**What you need to do**
With the pictures left out, write out exactly the lines from the one containing "the mountain range" through the end.

**Data for this task**
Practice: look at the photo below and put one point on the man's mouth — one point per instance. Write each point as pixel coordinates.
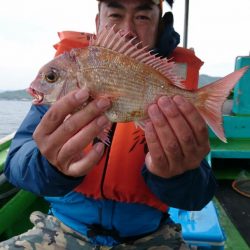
(38, 96)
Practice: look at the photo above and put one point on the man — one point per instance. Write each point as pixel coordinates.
(115, 197)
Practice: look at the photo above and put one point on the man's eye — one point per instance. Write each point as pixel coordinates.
(115, 15)
(142, 17)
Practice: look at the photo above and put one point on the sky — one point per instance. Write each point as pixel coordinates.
(218, 32)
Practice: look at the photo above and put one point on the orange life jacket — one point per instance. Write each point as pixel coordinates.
(118, 175)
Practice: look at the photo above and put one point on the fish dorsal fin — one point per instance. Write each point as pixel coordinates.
(115, 41)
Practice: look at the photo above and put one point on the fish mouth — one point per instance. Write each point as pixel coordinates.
(38, 96)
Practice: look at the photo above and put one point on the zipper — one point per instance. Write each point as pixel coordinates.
(108, 148)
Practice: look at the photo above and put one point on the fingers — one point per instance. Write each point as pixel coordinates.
(176, 135)
(80, 120)
(83, 165)
(80, 140)
(63, 133)
(181, 129)
(156, 156)
(194, 119)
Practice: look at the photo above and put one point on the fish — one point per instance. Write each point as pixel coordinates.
(131, 76)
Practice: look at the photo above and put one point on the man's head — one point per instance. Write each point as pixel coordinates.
(138, 18)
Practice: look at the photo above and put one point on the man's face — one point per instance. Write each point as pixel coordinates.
(138, 18)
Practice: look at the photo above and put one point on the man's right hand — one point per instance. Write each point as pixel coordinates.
(63, 133)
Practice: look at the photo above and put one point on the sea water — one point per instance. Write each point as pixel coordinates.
(12, 114)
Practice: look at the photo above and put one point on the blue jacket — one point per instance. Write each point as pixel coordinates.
(28, 169)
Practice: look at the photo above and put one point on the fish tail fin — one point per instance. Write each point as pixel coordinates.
(211, 98)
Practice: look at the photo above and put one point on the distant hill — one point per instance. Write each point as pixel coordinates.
(15, 95)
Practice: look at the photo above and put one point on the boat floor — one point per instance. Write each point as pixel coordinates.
(235, 205)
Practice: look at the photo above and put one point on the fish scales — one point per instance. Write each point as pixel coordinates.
(132, 80)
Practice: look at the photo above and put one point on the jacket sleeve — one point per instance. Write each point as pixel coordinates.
(189, 191)
(26, 168)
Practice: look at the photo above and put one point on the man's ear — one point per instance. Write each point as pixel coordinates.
(97, 22)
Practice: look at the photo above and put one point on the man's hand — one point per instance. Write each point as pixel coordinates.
(63, 133)
(177, 137)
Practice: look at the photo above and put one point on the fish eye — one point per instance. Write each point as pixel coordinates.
(51, 76)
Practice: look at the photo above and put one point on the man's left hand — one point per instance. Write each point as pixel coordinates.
(177, 137)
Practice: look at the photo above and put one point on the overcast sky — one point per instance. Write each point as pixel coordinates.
(218, 31)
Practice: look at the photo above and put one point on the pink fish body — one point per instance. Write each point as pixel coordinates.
(131, 77)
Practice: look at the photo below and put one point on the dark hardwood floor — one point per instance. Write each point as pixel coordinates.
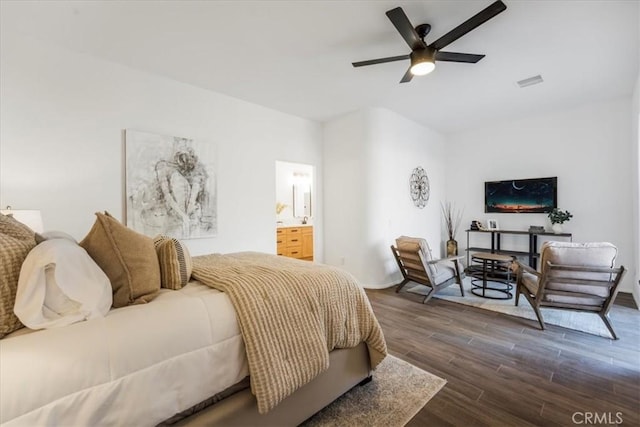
(505, 371)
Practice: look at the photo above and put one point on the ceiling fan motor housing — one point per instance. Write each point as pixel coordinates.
(423, 55)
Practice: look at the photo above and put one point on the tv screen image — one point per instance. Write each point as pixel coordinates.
(535, 195)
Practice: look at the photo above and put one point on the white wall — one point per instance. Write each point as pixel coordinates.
(61, 142)
(369, 156)
(587, 148)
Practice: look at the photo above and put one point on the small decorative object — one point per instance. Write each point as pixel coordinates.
(419, 187)
(557, 218)
(452, 219)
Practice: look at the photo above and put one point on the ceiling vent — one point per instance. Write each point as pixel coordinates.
(530, 81)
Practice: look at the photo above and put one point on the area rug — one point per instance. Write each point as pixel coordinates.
(396, 393)
(580, 321)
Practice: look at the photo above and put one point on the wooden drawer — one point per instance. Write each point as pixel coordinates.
(295, 242)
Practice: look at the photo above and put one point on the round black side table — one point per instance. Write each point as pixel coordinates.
(493, 279)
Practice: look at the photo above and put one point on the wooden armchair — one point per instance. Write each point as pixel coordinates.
(573, 276)
(413, 256)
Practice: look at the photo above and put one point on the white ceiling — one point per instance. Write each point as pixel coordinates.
(295, 56)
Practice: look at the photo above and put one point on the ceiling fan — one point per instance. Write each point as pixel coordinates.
(423, 57)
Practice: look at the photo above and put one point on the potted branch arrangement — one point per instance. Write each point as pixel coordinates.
(557, 218)
(452, 218)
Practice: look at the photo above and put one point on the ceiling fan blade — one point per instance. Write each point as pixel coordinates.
(380, 61)
(458, 57)
(470, 24)
(399, 20)
(407, 76)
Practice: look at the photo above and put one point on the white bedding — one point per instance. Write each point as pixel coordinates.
(139, 365)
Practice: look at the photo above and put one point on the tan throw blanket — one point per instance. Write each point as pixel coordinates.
(292, 313)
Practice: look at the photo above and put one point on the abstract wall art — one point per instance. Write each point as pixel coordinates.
(170, 185)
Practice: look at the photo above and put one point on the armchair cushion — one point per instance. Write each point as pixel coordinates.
(417, 244)
(598, 254)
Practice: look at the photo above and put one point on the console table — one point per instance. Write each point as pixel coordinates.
(532, 254)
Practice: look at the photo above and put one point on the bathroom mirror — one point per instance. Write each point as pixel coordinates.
(294, 191)
(301, 200)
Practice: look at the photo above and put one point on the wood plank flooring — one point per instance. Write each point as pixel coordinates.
(505, 371)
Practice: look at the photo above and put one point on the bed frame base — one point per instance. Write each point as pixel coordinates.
(349, 367)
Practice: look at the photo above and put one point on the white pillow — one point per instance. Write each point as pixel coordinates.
(59, 285)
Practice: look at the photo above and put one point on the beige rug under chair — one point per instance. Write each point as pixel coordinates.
(580, 321)
(397, 392)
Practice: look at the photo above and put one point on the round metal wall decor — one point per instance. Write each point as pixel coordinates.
(419, 187)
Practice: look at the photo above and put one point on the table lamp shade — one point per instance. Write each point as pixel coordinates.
(30, 218)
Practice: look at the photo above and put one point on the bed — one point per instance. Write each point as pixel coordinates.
(179, 358)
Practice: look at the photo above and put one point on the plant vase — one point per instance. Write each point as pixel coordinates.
(452, 248)
(557, 228)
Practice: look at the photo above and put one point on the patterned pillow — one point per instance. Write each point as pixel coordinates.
(175, 262)
(16, 240)
(128, 258)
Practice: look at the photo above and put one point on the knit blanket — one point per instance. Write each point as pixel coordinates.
(291, 313)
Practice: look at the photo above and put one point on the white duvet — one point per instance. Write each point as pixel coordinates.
(139, 365)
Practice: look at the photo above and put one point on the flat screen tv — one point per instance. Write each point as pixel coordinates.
(535, 195)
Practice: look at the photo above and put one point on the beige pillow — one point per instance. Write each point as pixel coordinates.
(175, 262)
(128, 258)
(16, 240)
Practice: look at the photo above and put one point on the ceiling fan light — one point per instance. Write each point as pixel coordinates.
(422, 68)
(422, 61)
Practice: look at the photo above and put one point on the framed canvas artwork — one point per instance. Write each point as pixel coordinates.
(170, 185)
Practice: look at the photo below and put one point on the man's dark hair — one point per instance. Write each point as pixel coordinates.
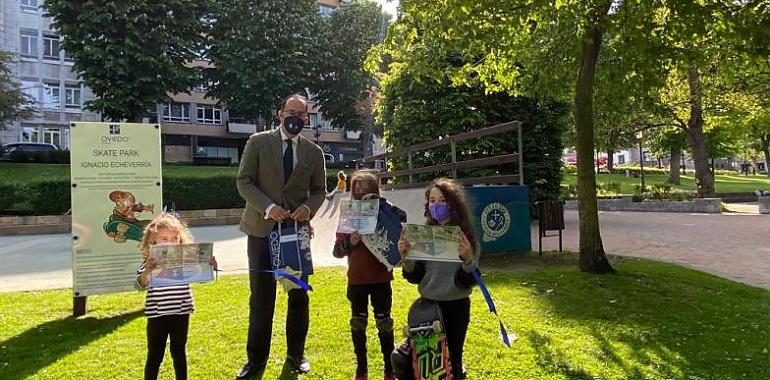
(295, 95)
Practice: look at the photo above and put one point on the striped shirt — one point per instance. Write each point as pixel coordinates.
(168, 300)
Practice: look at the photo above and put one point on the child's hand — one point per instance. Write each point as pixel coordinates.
(466, 252)
(150, 264)
(355, 238)
(213, 262)
(403, 246)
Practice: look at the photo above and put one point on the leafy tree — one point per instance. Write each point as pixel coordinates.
(414, 110)
(343, 82)
(14, 104)
(131, 54)
(261, 52)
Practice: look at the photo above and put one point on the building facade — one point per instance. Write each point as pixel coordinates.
(195, 128)
(44, 73)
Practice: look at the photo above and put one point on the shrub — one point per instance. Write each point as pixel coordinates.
(48, 197)
(661, 193)
(569, 169)
(201, 193)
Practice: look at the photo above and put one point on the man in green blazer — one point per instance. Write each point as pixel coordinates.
(282, 177)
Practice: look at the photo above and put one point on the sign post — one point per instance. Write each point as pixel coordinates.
(116, 190)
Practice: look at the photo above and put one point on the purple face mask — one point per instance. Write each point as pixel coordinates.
(440, 212)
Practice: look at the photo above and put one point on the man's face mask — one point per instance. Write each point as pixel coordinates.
(293, 124)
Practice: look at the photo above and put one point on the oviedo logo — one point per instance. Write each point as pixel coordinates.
(495, 221)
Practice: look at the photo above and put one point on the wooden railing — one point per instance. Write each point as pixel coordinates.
(454, 165)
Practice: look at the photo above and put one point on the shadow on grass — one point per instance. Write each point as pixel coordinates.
(648, 320)
(43, 345)
(288, 372)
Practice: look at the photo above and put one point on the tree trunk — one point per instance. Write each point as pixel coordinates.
(592, 256)
(673, 171)
(703, 176)
(766, 151)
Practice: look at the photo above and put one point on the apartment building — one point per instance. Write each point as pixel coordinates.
(195, 128)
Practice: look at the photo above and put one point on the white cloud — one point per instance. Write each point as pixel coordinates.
(389, 6)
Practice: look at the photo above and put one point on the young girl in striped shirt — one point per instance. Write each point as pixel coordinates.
(168, 308)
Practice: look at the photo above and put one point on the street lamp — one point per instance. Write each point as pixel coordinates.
(640, 136)
(317, 134)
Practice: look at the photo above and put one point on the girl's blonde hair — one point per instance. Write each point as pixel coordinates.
(164, 221)
(369, 182)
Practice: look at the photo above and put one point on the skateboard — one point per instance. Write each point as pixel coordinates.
(425, 332)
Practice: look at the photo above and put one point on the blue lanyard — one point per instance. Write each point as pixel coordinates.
(491, 304)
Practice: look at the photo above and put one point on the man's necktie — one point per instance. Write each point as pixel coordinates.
(288, 161)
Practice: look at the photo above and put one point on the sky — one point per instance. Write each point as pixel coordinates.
(389, 6)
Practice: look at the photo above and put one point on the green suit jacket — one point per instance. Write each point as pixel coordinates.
(260, 180)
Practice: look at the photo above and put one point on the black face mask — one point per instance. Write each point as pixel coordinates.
(293, 124)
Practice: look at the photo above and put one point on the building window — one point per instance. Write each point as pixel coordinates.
(326, 10)
(30, 135)
(209, 115)
(178, 112)
(28, 47)
(51, 46)
(213, 151)
(72, 96)
(29, 5)
(29, 88)
(52, 136)
(51, 95)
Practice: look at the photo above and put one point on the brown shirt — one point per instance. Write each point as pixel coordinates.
(363, 267)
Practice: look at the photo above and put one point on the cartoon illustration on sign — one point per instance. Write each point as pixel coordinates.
(123, 225)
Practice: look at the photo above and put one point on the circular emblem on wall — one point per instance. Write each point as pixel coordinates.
(495, 221)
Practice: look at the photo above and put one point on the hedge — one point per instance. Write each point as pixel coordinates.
(53, 196)
(43, 157)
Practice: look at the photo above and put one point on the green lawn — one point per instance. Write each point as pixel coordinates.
(723, 183)
(13, 172)
(649, 321)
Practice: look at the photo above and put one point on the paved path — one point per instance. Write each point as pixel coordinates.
(733, 246)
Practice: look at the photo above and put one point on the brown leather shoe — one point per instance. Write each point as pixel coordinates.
(249, 370)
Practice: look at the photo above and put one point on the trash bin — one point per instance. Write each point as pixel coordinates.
(501, 217)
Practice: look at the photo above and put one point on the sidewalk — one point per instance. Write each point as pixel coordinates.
(733, 246)
(35, 262)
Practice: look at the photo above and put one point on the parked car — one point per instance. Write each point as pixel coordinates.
(9, 148)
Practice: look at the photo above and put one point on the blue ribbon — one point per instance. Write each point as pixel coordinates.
(491, 304)
(292, 278)
(302, 284)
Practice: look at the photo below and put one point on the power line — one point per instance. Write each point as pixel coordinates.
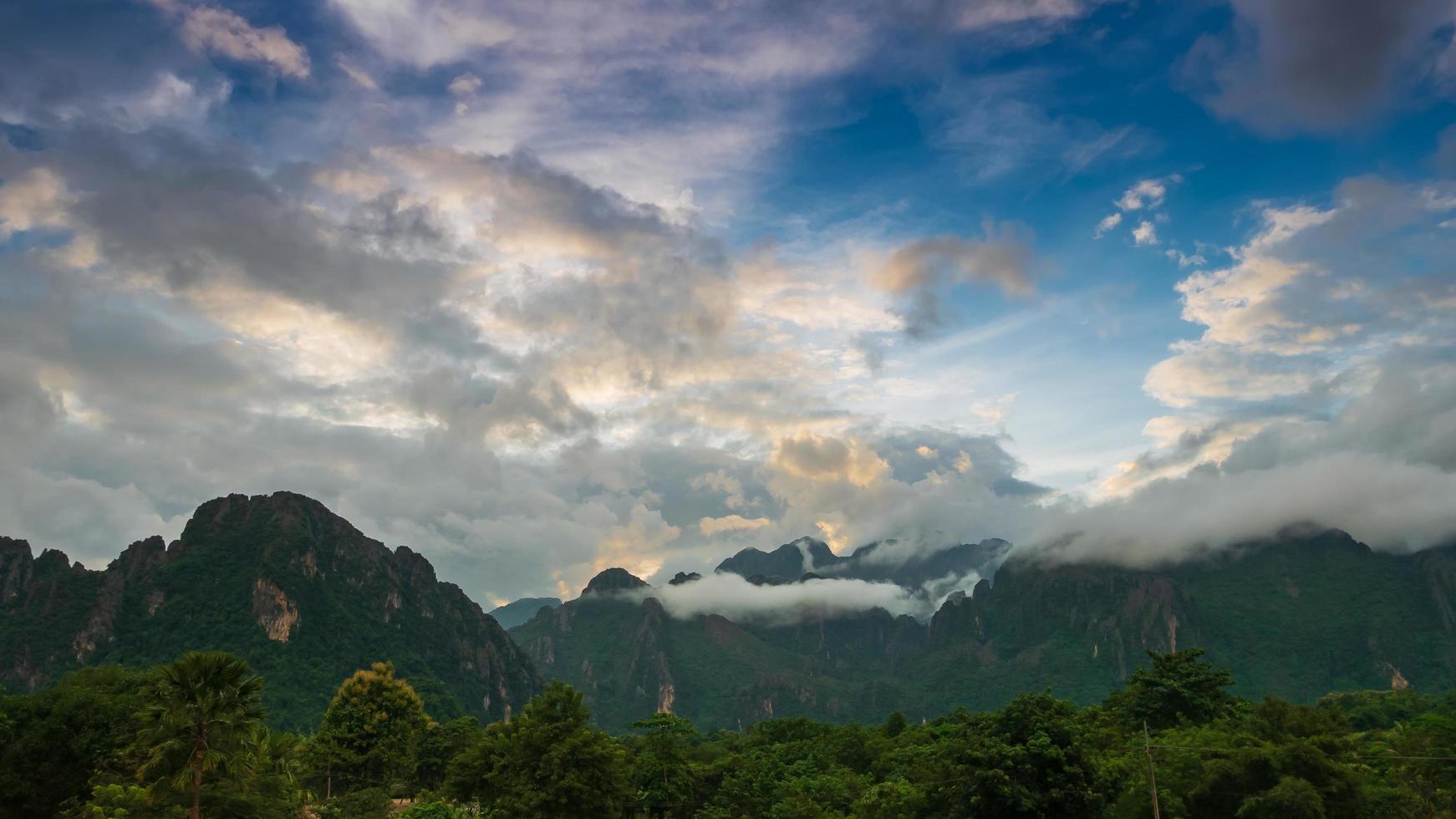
(1334, 755)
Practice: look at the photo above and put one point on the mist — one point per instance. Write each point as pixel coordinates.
(1389, 505)
(739, 600)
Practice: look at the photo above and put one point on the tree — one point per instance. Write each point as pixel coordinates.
(1031, 758)
(439, 745)
(1179, 689)
(370, 732)
(201, 710)
(547, 764)
(663, 773)
(62, 736)
(1291, 799)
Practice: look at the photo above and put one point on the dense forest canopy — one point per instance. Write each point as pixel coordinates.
(188, 740)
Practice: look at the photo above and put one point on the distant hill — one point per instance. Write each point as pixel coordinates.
(1295, 616)
(283, 582)
(519, 611)
(874, 562)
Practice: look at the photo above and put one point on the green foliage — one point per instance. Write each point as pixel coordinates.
(370, 732)
(433, 811)
(547, 762)
(439, 745)
(200, 715)
(124, 801)
(62, 736)
(661, 767)
(364, 803)
(1031, 758)
(1371, 754)
(355, 603)
(1179, 689)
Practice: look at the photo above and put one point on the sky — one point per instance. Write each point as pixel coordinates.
(541, 288)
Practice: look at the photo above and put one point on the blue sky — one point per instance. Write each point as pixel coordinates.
(543, 288)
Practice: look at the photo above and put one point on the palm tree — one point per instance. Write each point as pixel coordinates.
(201, 715)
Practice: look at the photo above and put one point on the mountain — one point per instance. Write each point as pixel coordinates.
(878, 561)
(283, 582)
(522, 610)
(1293, 616)
(788, 562)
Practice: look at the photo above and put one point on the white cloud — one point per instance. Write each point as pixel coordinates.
(1145, 194)
(736, 598)
(220, 31)
(731, 524)
(1108, 223)
(1145, 233)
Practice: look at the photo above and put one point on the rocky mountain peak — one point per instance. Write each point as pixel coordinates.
(613, 579)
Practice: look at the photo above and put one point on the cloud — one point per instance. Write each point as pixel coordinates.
(731, 524)
(736, 598)
(1385, 504)
(1320, 390)
(1010, 123)
(1145, 194)
(818, 457)
(33, 200)
(1149, 192)
(1145, 233)
(922, 272)
(219, 31)
(1318, 64)
(1108, 223)
(987, 13)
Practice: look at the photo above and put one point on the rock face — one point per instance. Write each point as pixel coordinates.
(519, 611)
(1295, 616)
(280, 581)
(886, 561)
(613, 581)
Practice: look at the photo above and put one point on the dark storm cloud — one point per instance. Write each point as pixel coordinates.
(925, 271)
(1320, 64)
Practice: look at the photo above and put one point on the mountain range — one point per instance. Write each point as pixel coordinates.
(306, 598)
(277, 579)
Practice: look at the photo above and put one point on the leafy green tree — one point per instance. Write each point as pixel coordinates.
(547, 762)
(433, 811)
(200, 713)
(370, 732)
(891, 799)
(1031, 758)
(661, 770)
(439, 745)
(1179, 689)
(124, 801)
(62, 736)
(1291, 799)
(896, 725)
(364, 803)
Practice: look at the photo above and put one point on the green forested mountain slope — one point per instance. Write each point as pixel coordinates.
(1296, 617)
(277, 579)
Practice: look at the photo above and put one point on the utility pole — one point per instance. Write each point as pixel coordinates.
(1152, 776)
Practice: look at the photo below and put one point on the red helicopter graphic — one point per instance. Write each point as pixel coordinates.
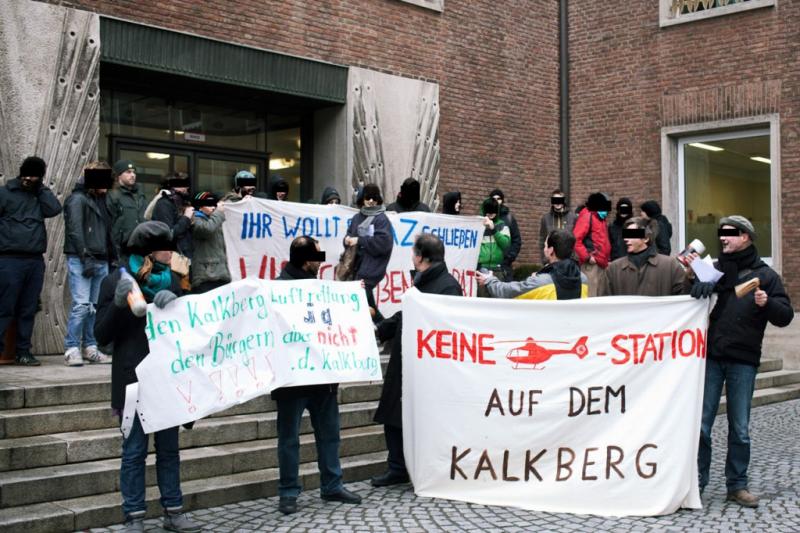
(533, 353)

**Answer to this exercise**
Practice: look at the photo above and put one point on the mountain range — one point per instance. Write each point as pixel coordinates.
(306, 598)
(277, 579)
Practice: look at the photo above and put one point on the leafy green tree — one point per instance. Write each point as pixel coordinates.
(547, 762)
(433, 811)
(200, 713)
(370, 732)
(891, 799)
(1031, 758)
(661, 770)
(439, 745)
(1179, 689)
(124, 801)
(62, 736)
(1291, 799)
(896, 725)
(364, 803)
Practice: look at the photo above and put one point on the green forested mountain slope — one point per instance. Write each point as pixel coordinates.
(1296, 617)
(277, 579)
Practice: look at the photo above and put one point on the utility pole — one point per instance. Write each point as pixel coordinates.
(1152, 776)
Practice: look at the photo below and put one point on the red helicopter graphic — one point per instance. Write each point as pixel coordinates.
(533, 353)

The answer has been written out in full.